* _Short problem A_: Count the lines of the records that contain the string "yellow", treating case as significant, and reply with the number alone.

Although this study does not specifically target software-defined vehicle (SDV) architectures, the modular and hardware-decoupled design characteristics inherent in MBD naturally align with SDV principles. In this context, the EPB controller developed in this study could be adapted into a hardware-independent software module suitable for SDV deployment [28]. The importance of SDV-based architectures for enhancing flexibility and scalability in the design of commercial vehicles has been underscored by recent research [29].

3. Rule-Based Slip Control Strategy

When the anti-lock braking system (ABS) malfunctions or cannot accept braking requests from other systems, the EPB enters dynamic braking mode to function as an emergency brake. The EPB can perform wheel slip control provided that all wheel speed sensors are operating normally. The proposed rule-based wheel-slip-control strategy considers the angle of the EPB switch (${\theta }_{sw}$) and the slip ratio ($\lambda$), as shown in Figure 4a. Based on Equation (1), $\lambda$ is calculated from the wheel speed measured by the wheel speed sensor [30]:

$$\lambda \left(k\right)=\max \left(\left|{\displaystyle \frac{{\omega }_{\mathrm{f},\mathrm{avg}}\left(k\right)-{\omega }_{\mathrm{r},\mathrm{left}}\left(k\right)}{{\omega }_{\mathrm{f},\mathrm{avg}}\left(k\right)}}\right|,\left|{\displaystyle \frac{{\omega }_{\mathrm{f},\mathrm{avg}}\left(k\right)-{\omega }_{\mathrm{r},\mathrm{right}}\left(k\right)}{{\omega }_{\mathrm{f},\mathrm{avg}}\left(k\right)}}\right|\right)$$

(1)

* _Data excerpts_:
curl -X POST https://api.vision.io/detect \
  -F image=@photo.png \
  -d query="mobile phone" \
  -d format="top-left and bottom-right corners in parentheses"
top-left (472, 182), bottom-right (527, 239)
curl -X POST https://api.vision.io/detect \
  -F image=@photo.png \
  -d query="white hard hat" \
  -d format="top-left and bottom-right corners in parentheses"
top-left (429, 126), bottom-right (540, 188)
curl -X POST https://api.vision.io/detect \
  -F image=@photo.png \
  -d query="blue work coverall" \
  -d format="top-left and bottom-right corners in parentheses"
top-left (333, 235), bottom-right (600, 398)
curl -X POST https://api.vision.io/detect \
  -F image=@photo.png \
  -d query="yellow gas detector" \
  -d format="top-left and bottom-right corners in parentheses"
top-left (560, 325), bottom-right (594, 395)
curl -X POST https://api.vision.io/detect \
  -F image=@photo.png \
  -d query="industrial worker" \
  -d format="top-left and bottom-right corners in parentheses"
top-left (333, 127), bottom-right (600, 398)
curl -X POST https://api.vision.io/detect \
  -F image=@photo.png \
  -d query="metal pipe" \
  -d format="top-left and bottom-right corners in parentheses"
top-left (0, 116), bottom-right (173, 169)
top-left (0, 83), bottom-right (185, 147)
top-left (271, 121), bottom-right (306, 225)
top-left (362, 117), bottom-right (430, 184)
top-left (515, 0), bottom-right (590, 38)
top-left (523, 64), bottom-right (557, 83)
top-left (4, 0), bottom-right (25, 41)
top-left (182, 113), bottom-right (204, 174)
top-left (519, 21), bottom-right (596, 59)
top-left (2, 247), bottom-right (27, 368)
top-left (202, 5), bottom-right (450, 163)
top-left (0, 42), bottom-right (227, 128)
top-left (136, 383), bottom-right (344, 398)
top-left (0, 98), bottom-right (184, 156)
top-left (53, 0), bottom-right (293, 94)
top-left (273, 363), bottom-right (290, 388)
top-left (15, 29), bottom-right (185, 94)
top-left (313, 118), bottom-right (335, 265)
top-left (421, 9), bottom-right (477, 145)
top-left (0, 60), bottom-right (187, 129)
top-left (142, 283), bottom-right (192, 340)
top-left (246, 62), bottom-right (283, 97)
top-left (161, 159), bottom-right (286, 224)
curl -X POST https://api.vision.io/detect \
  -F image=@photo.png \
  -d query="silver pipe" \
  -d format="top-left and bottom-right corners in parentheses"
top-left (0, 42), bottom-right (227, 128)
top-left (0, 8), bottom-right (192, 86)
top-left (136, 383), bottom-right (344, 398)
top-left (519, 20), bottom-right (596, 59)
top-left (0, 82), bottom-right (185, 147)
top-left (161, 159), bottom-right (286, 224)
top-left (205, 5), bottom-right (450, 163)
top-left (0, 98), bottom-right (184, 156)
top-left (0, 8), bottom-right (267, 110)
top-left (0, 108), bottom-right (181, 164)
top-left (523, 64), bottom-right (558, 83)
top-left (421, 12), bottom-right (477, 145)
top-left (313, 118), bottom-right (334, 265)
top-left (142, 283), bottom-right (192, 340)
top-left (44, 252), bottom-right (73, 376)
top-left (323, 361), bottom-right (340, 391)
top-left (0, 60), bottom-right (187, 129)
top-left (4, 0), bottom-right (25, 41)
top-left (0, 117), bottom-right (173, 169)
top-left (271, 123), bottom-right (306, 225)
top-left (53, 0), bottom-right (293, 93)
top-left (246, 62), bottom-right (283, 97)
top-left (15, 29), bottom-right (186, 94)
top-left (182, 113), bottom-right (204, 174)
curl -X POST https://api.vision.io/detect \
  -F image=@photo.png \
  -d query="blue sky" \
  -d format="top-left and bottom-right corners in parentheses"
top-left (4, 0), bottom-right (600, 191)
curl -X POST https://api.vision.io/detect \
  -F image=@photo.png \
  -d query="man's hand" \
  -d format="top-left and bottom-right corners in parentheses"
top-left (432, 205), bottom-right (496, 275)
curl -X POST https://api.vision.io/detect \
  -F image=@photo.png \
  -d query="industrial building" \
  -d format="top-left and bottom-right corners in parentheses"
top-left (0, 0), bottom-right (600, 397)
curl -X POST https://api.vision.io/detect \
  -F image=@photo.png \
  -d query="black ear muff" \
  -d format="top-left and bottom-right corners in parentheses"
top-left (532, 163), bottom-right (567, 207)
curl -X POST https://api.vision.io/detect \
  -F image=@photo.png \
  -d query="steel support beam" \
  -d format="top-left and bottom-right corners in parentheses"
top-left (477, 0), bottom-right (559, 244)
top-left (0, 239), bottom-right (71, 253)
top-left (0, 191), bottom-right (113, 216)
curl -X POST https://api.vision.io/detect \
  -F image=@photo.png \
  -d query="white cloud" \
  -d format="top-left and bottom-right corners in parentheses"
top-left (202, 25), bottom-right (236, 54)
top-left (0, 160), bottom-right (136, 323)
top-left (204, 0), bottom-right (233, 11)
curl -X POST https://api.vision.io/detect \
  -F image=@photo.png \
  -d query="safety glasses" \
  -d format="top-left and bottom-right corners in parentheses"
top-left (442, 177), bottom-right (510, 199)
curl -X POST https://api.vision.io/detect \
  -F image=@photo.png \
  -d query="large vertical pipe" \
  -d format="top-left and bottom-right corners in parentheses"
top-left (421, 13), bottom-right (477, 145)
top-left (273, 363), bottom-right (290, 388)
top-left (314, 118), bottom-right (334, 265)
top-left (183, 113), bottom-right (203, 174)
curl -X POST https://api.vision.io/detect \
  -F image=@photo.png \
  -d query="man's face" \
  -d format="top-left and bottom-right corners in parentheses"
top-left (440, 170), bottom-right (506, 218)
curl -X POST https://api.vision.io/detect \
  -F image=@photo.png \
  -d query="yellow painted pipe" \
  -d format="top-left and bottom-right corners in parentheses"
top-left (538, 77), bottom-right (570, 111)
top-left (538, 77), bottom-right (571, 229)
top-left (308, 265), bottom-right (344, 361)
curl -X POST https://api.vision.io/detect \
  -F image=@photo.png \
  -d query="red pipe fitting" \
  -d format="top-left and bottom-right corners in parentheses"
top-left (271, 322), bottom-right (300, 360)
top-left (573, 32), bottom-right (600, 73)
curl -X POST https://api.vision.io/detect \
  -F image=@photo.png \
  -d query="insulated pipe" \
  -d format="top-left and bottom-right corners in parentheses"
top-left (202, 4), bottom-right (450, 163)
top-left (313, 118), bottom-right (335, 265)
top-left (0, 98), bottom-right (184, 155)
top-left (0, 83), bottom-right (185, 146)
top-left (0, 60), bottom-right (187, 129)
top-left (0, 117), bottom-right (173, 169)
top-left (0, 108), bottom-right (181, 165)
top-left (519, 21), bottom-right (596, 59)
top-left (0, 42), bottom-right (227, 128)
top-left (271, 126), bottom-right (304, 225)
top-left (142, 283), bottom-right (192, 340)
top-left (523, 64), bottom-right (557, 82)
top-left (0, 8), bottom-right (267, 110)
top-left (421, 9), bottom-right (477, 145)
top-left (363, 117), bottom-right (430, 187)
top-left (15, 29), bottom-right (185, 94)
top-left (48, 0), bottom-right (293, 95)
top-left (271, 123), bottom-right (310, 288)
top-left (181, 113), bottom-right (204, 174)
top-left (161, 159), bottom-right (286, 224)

* _Short problem B_: Rewrite the stretch of the braking-control passage from "Although this study" through "recent research [29].", putting "adaptability" in place of "scalability".

* _Written solution A_: 2

* _Written solution B_:
Although this study does not specifically target software-defined vehicle (SDV) architectures, the modular and hardware-decoupled design characteristics inherent in MBD naturally align with SDV principles. In this context, the EPB controller developed in this study could be adapted into a hardware-independent software module suitable for SDV deployment [28]. The importance of SDV-based architectures for enhancing flexibility and adaptability in the design of commercial vehicles has been underscored by recent research [29].